- _WORK ITEM_
I'd like the entries reproduced exactly, with all pictures omitted.

- _MATERIAL FOR THIS EXERCISE_
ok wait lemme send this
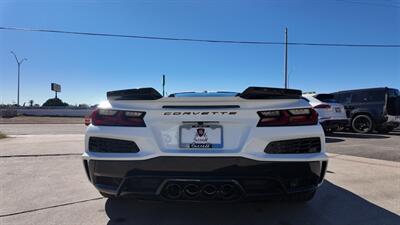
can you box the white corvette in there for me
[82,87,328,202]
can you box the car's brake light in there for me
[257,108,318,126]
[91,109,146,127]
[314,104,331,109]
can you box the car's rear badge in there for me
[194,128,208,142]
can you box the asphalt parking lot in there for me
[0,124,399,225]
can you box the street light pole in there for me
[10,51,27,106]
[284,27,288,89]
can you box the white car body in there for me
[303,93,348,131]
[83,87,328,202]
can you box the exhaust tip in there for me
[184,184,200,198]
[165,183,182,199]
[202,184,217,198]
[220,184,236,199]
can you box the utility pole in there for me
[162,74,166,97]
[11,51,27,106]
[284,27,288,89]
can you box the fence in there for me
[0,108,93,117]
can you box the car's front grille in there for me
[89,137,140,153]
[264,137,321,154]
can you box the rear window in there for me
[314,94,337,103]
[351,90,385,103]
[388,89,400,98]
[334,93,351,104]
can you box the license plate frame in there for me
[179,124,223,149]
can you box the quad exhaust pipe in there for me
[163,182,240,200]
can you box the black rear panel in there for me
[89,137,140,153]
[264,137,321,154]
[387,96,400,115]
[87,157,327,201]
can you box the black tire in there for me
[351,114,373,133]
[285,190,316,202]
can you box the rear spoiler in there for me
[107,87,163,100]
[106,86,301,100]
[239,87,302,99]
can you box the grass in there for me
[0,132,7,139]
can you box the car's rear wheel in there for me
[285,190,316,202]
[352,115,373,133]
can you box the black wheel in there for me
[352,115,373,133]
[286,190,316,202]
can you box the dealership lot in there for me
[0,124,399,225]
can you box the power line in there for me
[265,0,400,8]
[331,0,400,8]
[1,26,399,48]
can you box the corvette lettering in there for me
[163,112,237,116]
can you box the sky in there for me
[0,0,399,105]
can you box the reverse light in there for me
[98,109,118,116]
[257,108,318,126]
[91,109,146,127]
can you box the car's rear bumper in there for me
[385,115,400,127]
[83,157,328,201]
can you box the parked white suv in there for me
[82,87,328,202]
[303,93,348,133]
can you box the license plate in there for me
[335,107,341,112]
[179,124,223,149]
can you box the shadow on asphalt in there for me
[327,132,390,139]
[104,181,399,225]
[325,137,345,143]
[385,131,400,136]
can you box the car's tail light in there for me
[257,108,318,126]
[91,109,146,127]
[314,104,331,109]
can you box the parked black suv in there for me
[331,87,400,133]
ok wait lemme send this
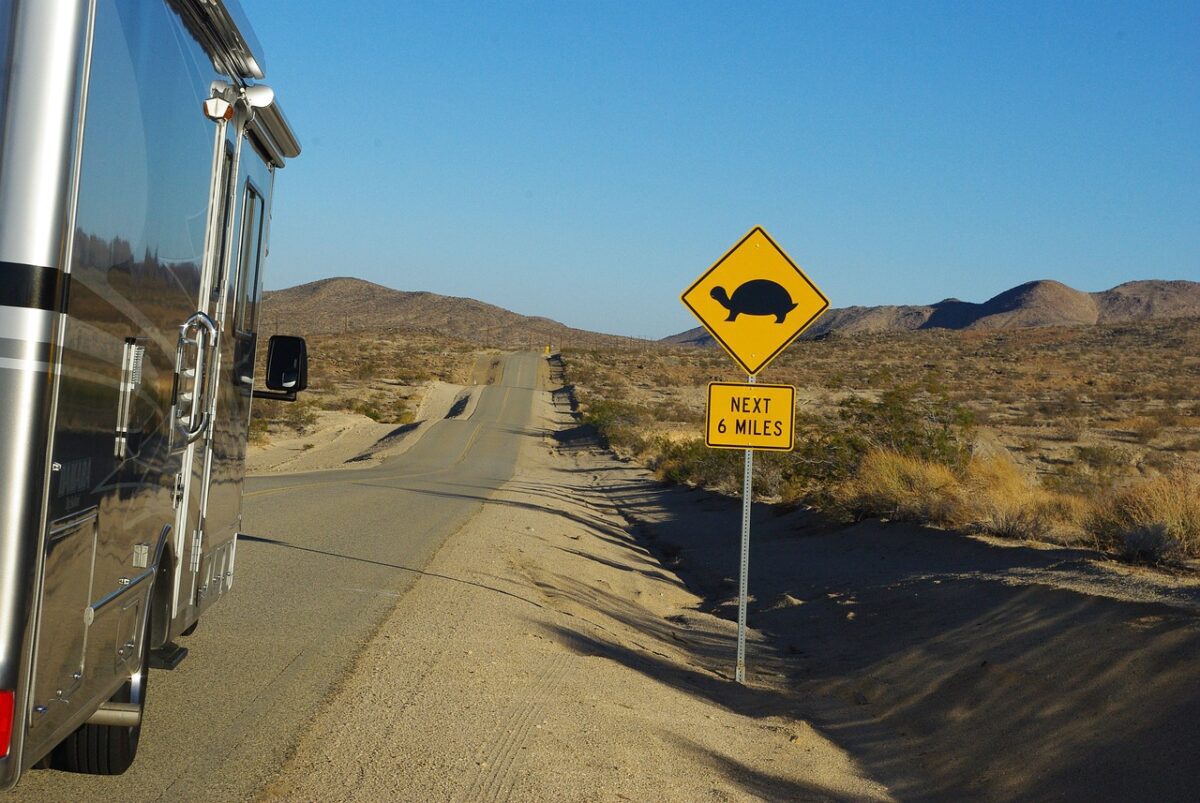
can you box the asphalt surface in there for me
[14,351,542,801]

- _ANSWER SPACE_
ok wait lemme send this
can you box the white corvette in there for me
[82,87,328,202]
can you box the car's brake light in there for me
[257,108,318,126]
[91,109,146,127]
[314,104,331,109]
can you box the car's rear badge in there for me
[194,128,208,142]
can you box the asphalt parking lot in there for me
[0,124,399,225]
can you box the street light pole in there for me
[10,51,27,106]
[284,27,288,89]
can you box the white car body in there for me
[303,93,348,131]
[83,87,328,202]
can you box the exhaust tip in there for me
[184,184,200,198]
[165,183,182,199]
[202,184,217,198]
[220,184,236,199]
can you box the utility pole in there for me
[162,74,166,97]
[11,51,27,106]
[284,27,288,89]
can you box the fence in there for me
[0,108,93,117]
can you box the car's front grille in there for me
[89,137,140,153]
[264,137,321,154]
can you box the rear window in there for me
[314,94,337,103]
[351,90,385,103]
[388,89,400,98]
[334,93,351,104]
can you box the license plate frame in there for me
[179,124,223,149]
can you box the quad exhaust pipe in there for me
[163,182,240,200]
can you box the black rear panel in there for me
[89,137,140,153]
[264,137,321,154]
[387,96,400,115]
[87,157,327,201]
can you box the black tire in there for me
[351,114,373,133]
[285,190,316,202]
can you box the rear spoiler in there for me
[107,87,163,100]
[106,86,301,100]
[239,87,302,99]
can you box the grass in there for me
[0,132,7,139]
can you box the car's rear wheel in there for me
[285,190,316,202]
[352,115,373,133]
can you box the black wheel in there for me
[352,115,373,133]
[286,190,316,202]
can you box the dealership lot in there for me
[0,124,399,225]
can you box the power line in there for me
[265,0,400,8]
[331,0,400,8]
[1,26,399,48]
can you box the corvette lettering in there for me
[163,112,237,116]
can you box the sky in there for me
[0,0,399,105]
can you box the reverse light in there for me
[98,109,118,116]
[257,108,318,126]
[91,109,146,127]
can you box the car's rear bumper in there for me
[385,115,400,127]
[83,157,328,201]
can you box the parked white suv in there for me
[82,87,328,202]
[303,93,348,133]
can you box the license plate in there for me
[335,107,341,112]
[179,124,223,149]
can you box the shadow on asphalt in there for me
[327,132,390,139]
[104,181,399,225]
[325,137,345,143]
[385,131,400,136]
can you box the car's tail light in there for me
[257,108,318,126]
[91,109,146,127]
[314,104,331,109]
can you box the parked black suv in there for me
[331,87,400,133]
ok wait lemme send this
can you box the asphalt surface in there for me
[14,351,542,801]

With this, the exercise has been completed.